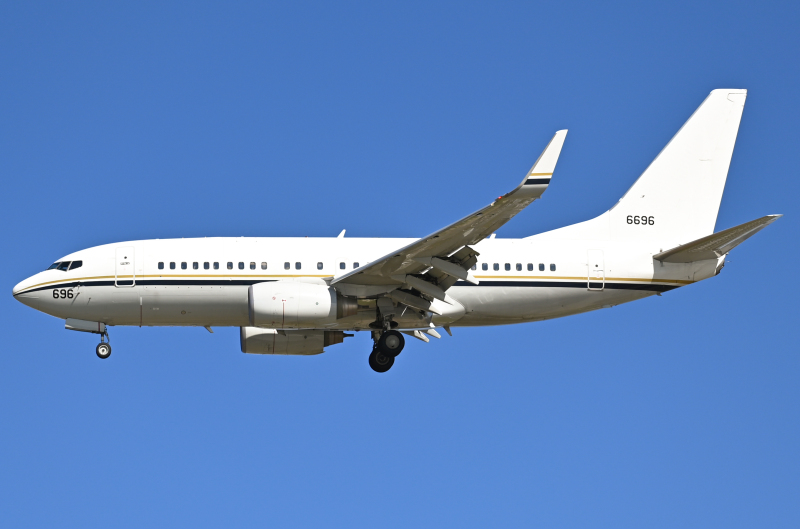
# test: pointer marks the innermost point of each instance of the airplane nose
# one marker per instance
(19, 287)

...

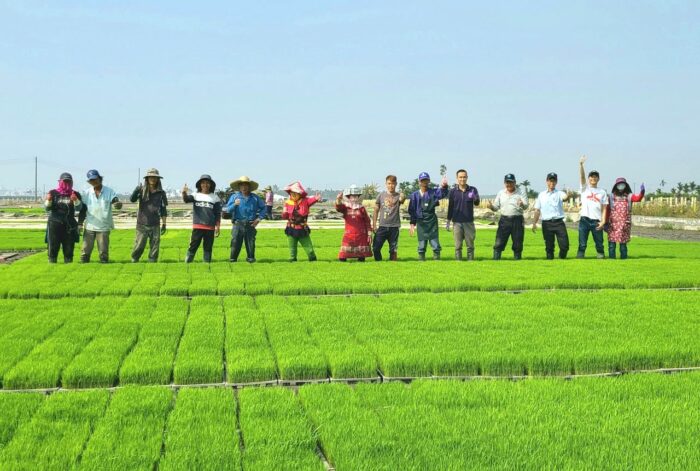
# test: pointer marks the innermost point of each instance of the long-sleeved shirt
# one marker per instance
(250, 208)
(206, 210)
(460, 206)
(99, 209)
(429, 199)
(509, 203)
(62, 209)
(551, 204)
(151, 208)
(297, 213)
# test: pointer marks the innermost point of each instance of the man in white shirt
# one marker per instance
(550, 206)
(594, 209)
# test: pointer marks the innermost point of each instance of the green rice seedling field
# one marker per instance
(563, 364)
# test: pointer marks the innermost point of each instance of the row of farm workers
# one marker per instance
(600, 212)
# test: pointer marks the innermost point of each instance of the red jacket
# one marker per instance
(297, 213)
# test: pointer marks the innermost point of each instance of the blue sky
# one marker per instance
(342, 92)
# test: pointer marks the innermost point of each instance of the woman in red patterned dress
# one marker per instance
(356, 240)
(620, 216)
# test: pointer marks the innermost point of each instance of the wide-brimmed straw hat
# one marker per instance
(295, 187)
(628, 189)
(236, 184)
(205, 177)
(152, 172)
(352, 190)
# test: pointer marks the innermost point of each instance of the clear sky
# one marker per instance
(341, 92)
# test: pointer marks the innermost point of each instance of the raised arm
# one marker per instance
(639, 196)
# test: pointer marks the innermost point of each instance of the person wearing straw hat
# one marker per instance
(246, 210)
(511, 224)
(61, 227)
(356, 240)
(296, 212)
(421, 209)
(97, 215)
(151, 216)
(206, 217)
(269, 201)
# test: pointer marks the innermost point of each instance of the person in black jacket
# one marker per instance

What you are asked to do:
Reproduce each line from the records that contains the word "shirt".

Exercise result:
# test: pointer marks the innermost point of each instance of the long-sleeved shirt
# test: pointer marks the innermost point of each instance of the man in white shirt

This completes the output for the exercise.